Provided data:
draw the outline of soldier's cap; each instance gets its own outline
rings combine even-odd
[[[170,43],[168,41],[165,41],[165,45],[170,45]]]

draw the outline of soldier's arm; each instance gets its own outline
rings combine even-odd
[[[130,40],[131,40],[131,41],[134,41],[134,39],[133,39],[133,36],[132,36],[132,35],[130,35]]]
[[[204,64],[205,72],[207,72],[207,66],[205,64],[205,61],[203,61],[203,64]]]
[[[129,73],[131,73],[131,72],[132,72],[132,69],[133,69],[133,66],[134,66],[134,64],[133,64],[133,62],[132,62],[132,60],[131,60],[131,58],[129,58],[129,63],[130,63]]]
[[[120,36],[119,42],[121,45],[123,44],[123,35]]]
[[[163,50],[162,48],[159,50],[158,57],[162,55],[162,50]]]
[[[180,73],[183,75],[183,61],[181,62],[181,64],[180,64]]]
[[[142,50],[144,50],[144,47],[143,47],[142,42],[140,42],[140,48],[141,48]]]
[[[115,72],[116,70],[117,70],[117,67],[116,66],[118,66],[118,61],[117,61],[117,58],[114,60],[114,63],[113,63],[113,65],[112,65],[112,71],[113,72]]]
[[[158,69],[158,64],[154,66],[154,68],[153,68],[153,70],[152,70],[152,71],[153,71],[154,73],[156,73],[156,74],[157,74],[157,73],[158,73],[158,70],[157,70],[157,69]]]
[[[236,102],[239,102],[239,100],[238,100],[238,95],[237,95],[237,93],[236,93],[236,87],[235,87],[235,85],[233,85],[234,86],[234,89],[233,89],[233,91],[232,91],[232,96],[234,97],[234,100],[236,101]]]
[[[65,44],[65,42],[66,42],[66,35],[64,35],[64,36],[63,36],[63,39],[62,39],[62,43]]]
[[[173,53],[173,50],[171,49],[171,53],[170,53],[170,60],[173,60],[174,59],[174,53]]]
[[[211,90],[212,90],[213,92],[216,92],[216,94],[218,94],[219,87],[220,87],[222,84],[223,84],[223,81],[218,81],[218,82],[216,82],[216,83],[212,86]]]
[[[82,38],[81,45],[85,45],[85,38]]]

Exercise objective: Nothing but the lines from the beginning of the records through the line with "draw the outline of soldier's arm;" should appear, each printed exactly.

Answer section:
draw the outline of soldier's cap; each instance gets its own outline
rings combine even-odd
[[[170,43],[168,41],[165,41],[165,45],[170,45]]]

draw the outline of soldier's arm; each instance gets its own outline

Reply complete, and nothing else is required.